- Problem set
**a)** In the article on cybersecurity trends for 2021, why is working from home expected to lead to more data breaches caused by insiders? Answer in one to three sentences.
**b)** Write the next part of the article on cybersecurity trends for 2021, picking up after its last sentence.

- Reading passage
◆ ◆ ◆ ◆
A security awareness training expert shares her thoughts and forecasts for the coming year.
Without further ado, here are the nine expected cybersecurity trends for 2021:
- Remote working security: The coronavirus pandemic has forced organizations to move their workforce remotely. Next year, we will see a larger investment in remote workers’ security. This will probably be a bigger task than most anticipate, with a bottom-up review of which security controls are working, and which are not.
We will likely see better communication channels settled on, better training and security tools that are less obtrusive to productivity.
Working from home will increase the number of data breaches caused by insiders. With the reduced control organizations have on their workforce, mistakes by insiders can easily be made, resulting in unintentional data breaches. Organizations will have to increase their employees’ level of awareness on this topic. - Passwords or not? 2021 will be the tipping point for passwords. With advancements and adoption of Fast Identity Online (FIDO) and Multifactor Authentication (MFA), we are going to see fewer new services offering only passwords as a form of authentication.
◆ ◆ ◆ ◆
- Data shown

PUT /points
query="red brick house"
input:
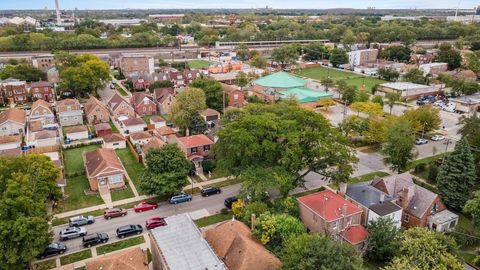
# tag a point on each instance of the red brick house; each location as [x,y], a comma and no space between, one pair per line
[328,213]
[421,207]
[42,90]
[143,103]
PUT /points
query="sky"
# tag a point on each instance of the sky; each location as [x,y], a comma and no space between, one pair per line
[277,4]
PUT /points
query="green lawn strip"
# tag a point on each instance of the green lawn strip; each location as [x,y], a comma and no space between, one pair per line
[203,222]
[45,265]
[122,194]
[75,257]
[73,159]
[120,245]
[60,221]
[76,198]
[133,167]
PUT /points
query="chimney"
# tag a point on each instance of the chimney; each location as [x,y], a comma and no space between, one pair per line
[342,190]
[405,198]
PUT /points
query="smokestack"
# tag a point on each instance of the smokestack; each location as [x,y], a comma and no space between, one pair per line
[57,9]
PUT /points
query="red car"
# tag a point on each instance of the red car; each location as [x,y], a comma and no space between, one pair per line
[155,222]
[144,206]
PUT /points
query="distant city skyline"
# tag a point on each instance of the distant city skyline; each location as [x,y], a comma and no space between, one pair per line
[209,4]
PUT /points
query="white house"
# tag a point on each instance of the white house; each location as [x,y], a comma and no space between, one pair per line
[76,133]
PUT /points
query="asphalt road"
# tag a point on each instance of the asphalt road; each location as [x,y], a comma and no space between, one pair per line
[198,207]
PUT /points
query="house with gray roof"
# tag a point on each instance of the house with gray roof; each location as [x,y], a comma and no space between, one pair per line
[421,207]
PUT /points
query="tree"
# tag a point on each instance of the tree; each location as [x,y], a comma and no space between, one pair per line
[338,57]
[273,230]
[456,176]
[213,92]
[424,118]
[286,54]
[423,249]
[388,74]
[26,183]
[313,251]
[392,98]
[185,105]
[449,55]
[399,144]
[160,84]
[416,76]
[383,240]
[166,171]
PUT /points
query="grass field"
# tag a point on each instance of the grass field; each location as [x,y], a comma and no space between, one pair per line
[199,63]
[319,73]
[134,168]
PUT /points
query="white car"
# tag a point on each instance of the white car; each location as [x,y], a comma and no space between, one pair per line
[438,137]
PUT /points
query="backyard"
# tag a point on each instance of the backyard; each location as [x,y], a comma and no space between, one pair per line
[319,73]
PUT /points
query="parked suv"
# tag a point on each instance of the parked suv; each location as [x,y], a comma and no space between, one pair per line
[94,239]
[210,191]
[72,232]
[114,212]
[81,220]
[179,198]
[129,230]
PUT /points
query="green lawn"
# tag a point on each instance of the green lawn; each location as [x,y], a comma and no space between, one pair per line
[76,198]
[203,222]
[319,73]
[75,257]
[45,265]
[120,245]
[73,159]
[199,63]
[134,168]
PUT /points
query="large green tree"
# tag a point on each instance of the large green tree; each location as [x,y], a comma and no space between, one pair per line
[313,251]
[423,249]
[399,144]
[166,172]
[456,176]
[26,183]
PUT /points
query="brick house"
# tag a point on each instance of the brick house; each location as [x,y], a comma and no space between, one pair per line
[104,169]
[164,98]
[328,213]
[69,112]
[120,107]
[42,90]
[143,103]
[421,207]
[96,112]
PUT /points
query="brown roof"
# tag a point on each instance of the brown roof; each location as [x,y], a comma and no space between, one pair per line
[99,160]
[140,135]
[131,259]
[133,122]
[153,143]
[232,241]
[10,139]
[12,114]
[114,137]
[75,129]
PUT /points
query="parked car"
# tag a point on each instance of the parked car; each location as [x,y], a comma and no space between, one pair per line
[145,206]
[81,221]
[53,249]
[420,141]
[114,212]
[179,198]
[128,230]
[438,137]
[94,239]
[155,222]
[229,201]
[72,232]
[210,191]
◆ ◆ ◆ ◆
- List of answers
**a)** Organizations have less control over a workforce working from home, so insiders can easily make mistakes. Those mistakes can cause data breaches without anyone intending them.

**b)**
However, what this means is that we will see an increase in attacks against MFA or passwordless technologies. We have already seen examples of SIM hijacking to obtain the SMS codes, but this will likely ramp up and we will start to see bigger and worse attacks. - MFA exploitation: As the world turns more towards MFA, people will learn that it does not really stop hackers. It never has. Once a hacker learns that you are using a certain type of MFA, then they will use your reliance on it to bypass the protection you thought was guaranteed.
- Security culture: In 2021, we will continue to see the general uptake of security culture, both the term and the concept, across the industry. This increased understanding will result in a broader understanding of the concept of securing the human elements of organizations and will lead to more comprehensive and complete security programs.
- Ransomware in general: The scourge will continue to get worse, leveraging data exfiltration and stolen employee passwords to force victim organizations to pay. A good backup and tested restore will no longer be enough to prevent the ransom from being paid.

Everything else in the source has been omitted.